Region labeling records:
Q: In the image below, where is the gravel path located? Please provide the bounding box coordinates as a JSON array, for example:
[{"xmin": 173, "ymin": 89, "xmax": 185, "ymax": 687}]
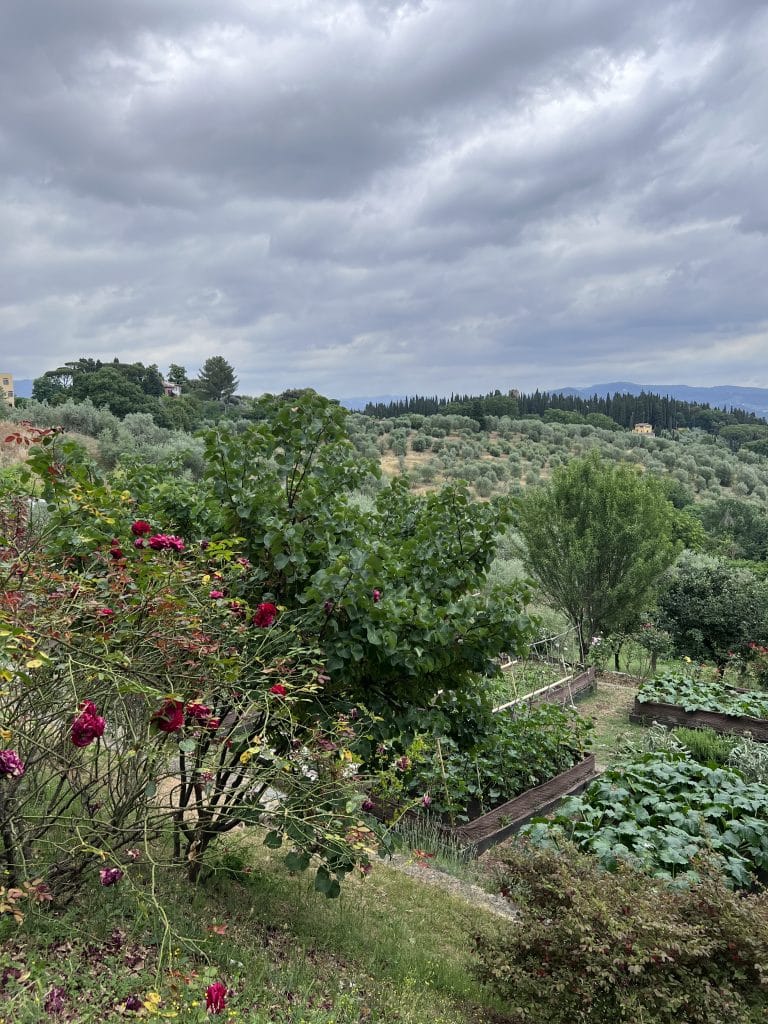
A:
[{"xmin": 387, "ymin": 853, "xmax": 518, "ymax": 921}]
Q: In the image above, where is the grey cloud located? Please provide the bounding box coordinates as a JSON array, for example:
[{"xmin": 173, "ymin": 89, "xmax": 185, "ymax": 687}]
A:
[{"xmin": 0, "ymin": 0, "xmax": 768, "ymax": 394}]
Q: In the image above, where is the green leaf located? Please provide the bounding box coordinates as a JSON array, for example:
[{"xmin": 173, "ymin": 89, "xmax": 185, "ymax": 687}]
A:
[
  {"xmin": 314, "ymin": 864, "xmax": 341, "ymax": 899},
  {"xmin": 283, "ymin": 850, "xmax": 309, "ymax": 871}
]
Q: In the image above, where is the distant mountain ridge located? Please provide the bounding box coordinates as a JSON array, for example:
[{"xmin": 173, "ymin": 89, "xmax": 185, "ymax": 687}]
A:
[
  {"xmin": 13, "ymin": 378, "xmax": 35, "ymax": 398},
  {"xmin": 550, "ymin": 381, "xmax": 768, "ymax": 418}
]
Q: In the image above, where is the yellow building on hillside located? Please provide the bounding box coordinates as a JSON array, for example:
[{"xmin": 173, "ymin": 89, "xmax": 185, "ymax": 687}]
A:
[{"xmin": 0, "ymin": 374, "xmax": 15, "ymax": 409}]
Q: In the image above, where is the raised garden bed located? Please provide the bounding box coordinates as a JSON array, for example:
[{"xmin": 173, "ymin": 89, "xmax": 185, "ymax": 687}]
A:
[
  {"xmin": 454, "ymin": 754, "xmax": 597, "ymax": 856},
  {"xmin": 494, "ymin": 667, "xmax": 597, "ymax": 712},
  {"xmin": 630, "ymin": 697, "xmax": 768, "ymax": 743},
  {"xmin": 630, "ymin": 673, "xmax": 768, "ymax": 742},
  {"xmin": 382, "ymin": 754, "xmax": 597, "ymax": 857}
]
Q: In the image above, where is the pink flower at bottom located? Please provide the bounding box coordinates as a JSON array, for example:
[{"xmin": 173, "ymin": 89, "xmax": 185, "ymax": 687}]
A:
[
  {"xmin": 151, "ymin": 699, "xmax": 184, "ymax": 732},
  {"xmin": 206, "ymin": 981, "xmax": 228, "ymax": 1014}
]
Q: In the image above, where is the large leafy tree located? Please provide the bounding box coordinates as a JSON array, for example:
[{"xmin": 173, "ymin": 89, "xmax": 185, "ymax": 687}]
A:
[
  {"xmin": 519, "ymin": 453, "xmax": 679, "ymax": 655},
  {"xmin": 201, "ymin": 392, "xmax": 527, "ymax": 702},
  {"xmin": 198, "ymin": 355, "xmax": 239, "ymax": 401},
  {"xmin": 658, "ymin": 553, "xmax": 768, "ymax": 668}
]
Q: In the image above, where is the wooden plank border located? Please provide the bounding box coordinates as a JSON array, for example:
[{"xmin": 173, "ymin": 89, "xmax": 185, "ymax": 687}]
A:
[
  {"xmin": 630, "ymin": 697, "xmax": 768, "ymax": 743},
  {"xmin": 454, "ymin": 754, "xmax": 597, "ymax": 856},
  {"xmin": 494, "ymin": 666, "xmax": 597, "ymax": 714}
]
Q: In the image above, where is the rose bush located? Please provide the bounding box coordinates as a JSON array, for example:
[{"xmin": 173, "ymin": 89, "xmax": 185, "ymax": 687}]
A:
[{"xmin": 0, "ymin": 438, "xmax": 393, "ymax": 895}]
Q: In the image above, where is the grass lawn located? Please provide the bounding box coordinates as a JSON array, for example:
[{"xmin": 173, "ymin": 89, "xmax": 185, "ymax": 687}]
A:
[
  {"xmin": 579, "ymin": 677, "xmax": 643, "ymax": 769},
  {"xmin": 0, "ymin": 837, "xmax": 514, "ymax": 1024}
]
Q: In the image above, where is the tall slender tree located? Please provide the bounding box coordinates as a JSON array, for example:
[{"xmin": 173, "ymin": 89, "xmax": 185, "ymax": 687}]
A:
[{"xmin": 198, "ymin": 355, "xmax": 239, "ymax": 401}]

Exercise details:
Can you restate all the records above word for word while dropping the pictures?

The completed task:
Q: In the image below, where is the gravel path located? Please provide the bounding box coordinates as a JSON array, for example:
[{"xmin": 173, "ymin": 89, "xmax": 185, "ymax": 687}]
A:
[{"xmin": 387, "ymin": 853, "xmax": 518, "ymax": 921}]
Q: In the image above, where is the grey cloud located? Please provide the bounding box coordinates as a JSON array, for example:
[{"xmin": 173, "ymin": 89, "xmax": 185, "ymax": 687}]
A:
[{"xmin": 0, "ymin": 0, "xmax": 768, "ymax": 394}]
Q: In the image above, where is the green leaf located? Please provide the bounding box coordinates as a JSON array, for example:
[{"xmin": 173, "ymin": 89, "xmax": 185, "ymax": 687}]
A:
[
  {"xmin": 314, "ymin": 864, "xmax": 341, "ymax": 899},
  {"xmin": 283, "ymin": 850, "xmax": 309, "ymax": 871}
]
Q: In the image above, where is the distant mountain ridge located? Please provide the bounding box coordinates as a JSON array, for example:
[{"xmin": 173, "ymin": 89, "xmax": 185, "ymax": 687}]
A:
[
  {"xmin": 13, "ymin": 378, "xmax": 35, "ymax": 398},
  {"xmin": 550, "ymin": 381, "xmax": 768, "ymax": 418}
]
Q: In the image above, where is the yellow building on hillside located? Please provide the bounding box coordinates as a JSON array, for example:
[{"xmin": 173, "ymin": 89, "xmax": 185, "ymax": 687}]
A:
[{"xmin": 0, "ymin": 374, "xmax": 15, "ymax": 409}]
Q: In the image above, where is the raised garden bed located? Please provide the bounding box coordinates as a JSON array, for example:
[{"xmin": 173, "ymin": 89, "xmax": 185, "ymax": 687}]
A:
[
  {"xmin": 454, "ymin": 754, "xmax": 597, "ymax": 856},
  {"xmin": 494, "ymin": 667, "xmax": 597, "ymax": 712},
  {"xmin": 630, "ymin": 697, "xmax": 768, "ymax": 743},
  {"xmin": 630, "ymin": 673, "xmax": 768, "ymax": 742},
  {"xmin": 382, "ymin": 754, "xmax": 597, "ymax": 857}
]
Q: In the image above, where is the pink flower at bottom located? Please provide the bounding box coordinates as a JSON array, for example:
[{"xmin": 173, "ymin": 89, "xmax": 185, "ymax": 687}]
A:
[
  {"xmin": 151, "ymin": 699, "xmax": 184, "ymax": 732},
  {"xmin": 206, "ymin": 981, "xmax": 228, "ymax": 1014}
]
Q: In the image above, where is the large leafy tree located? Please provide the bounding box coordinates as a JSON array, for example:
[{"xmin": 173, "ymin": 89, "xmax": 185, "ymax": 687}]
A:
[
  {"xmin": 519, "ymin": 453, "xmax": 679, "ymax": 655},
  {"xmin": 201, "ymin": 392, "xmax": 527, "ymax": 702},
  {"xmin": 198, "ymin": 355, "xmax": 239, "ymax": 401},
  {"xmin": 658, "ymin": 553, "xmax": 768, "ymax": 668}
]
Q: In the image above, where is the wooden plank border located? Please provide the bounding box coordinates as a JSON array, for example:
[{"xmin": 173, "ymin": 89, "xmax": 185, "ymax": 687}]
A:
[
  {"xmin": 630, "ymin": 697, "xmax": 768, "ymax": 743},
  {"xmin": 454, "ymin": 754, "xmax": 597, "ymax": 856},
  {"xmin": 494, "ymin": 666, "xmax": 597, "ymax": 714}
]
Q: In the image above, where is the rose bush located? Please provide the bounding box coordinates as a JSON array, for example:
[{"xmin": 173, "ymin": 89, "xmax": 185, "ymax": 687}]
A:
[{"xmin": 0, "ymin": 438, "xmax": 393, "ymax": 895}]
Q: In the image above, where is the grass lawn located? Please provide the bounding box coordinates as a JSON array, for example:
[{"xmin": 173, "ymin": 89, "xmax": 185, "ymax": 687}]
A:
[
  {"xmin": 579, "ymin": 677, "xmax": 643, "ymax": 769},
  {"xmin": 0, "ymin": 837, "xmax": 514, "ymax": 1024}
]
Q: In the image above, where is the tall slender tree located? Please provide the bounding box coordinates as a JSON array, for example:
[{"xmin": 173, "ymin": 89, "xmax": 185, "ymax": 687}]
A:
[{"xmin": 198, "ymin": 355, "xmax": 239, "ymax": 401}]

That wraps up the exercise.